▶ [Task requirements]:
Reproduce the material that follows, keeping every line exactly as it is.

START Data to use

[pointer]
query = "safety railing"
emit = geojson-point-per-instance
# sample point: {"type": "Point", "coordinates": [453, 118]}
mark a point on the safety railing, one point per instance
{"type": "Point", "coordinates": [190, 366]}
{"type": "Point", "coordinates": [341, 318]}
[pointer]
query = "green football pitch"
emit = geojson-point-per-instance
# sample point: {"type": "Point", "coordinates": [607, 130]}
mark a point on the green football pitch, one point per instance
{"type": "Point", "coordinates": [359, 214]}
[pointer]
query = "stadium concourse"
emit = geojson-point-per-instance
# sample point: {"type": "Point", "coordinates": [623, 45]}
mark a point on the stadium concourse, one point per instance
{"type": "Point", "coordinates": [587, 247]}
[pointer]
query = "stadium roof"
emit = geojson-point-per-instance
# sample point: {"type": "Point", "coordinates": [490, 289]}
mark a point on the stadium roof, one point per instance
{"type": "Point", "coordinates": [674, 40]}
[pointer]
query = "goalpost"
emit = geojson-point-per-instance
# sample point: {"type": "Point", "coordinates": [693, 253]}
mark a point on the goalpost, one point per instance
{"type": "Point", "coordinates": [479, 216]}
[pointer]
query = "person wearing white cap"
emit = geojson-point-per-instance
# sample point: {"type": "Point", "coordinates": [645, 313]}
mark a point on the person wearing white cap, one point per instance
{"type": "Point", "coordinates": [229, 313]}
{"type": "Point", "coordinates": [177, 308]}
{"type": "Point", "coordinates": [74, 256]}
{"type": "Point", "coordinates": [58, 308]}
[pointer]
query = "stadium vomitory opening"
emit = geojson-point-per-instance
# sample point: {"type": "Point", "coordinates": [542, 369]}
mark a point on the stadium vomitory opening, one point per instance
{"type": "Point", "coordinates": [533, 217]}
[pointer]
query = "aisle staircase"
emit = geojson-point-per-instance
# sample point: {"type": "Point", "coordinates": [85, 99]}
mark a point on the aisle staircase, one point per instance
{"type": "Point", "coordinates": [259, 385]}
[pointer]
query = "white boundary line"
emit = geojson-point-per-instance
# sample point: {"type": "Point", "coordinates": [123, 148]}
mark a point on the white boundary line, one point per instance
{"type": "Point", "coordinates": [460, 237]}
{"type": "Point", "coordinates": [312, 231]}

END Data to use

▶ [Task solution]:
[pointer]
query = "safety railing"
emit = geojson-point-per-instance
# sample point: {"type": "Point", "coordinates": [453, 118]}
mark a point on the safety railing, one point per instance
{"type": "Point", "coordinates": [190, 366]}
{"type": "Point", "coordinates": [341, 318]}
[pointer]
query = "green football pitch"
emit = geojson-point-per-instance
# sample point: {"type": "Point", "coordinates": [607, 130]}
mark a point on the green football pitch, one point per instance
{"type": "Point", "coordinates": [359, 214]}
[pointer]
query = "stadium concourse"
emit = geojson-point-per-instance
# sample point: {"type": "Point", "coordinates": [623, 45]}
mark a point on the stadium concourse, one point per instance
{"type": "Point", "coordinates": [587, 247]}
[pointer]
query = "stadium roof"
emit = geojson-point-per-instance
# sample point: {"type": "Point", "coordinates": [490, 289]}
mark a point on the stadium roof, one point per instance
{"type": "Point", "coordinates": [674, 40]}
[pointer]
query = "goalpost"
emit = geojson-point-per-instance
# sample point: {"type": "Point", "coordinates": [693, 253]}
mark a point on the goalpost, one point per instance
{"type": "Point", "coordinates": [479, 216]}
[pointer]
query = "person wearing white cap"
emit = geojson-point-per-instance
# sample point: {"type": "Point", "coordinates": [645, 313]}
mark a point on the person wearing white cap, one point per instance
{"type": "Point", "coordinates": [229, 313]}
{"type": "Point", "coordinates": [177, 308]}
{"type": "Point", "coordinates": [74, 256]}
{"type": "Point", "coordinates": [58, 308]}
[pointer]
query = "stadium vomitory opening"
emit = geojson-point-per-instance
# sample point: {"type": "Point", "coordinates": [542, 369]}
mark a point on the stadium vomitory opening, one point per instance
{"type": "Point", "coordinates": [533, 217]}
[pointer]
query = "aisle staircase"
emit = geojson-point-per-instance
# sample point: {"type": "Point", "coordinates": [85, 99]}
mark a point on the aisle staircase, one point per instance
{"type": "Point", "coordinates": [259, 385]}
[pointer]
query = "white boundary line"
emit = geojson-point-per-instance
# sample point: {"type": "Point", "coordinates": [123, 148]}
mark a point on the white boundary line, one point per instance
{"type": "Point", "coordinates": [460, 237]}
{"type": "Point", "coordinates": [312, 231]}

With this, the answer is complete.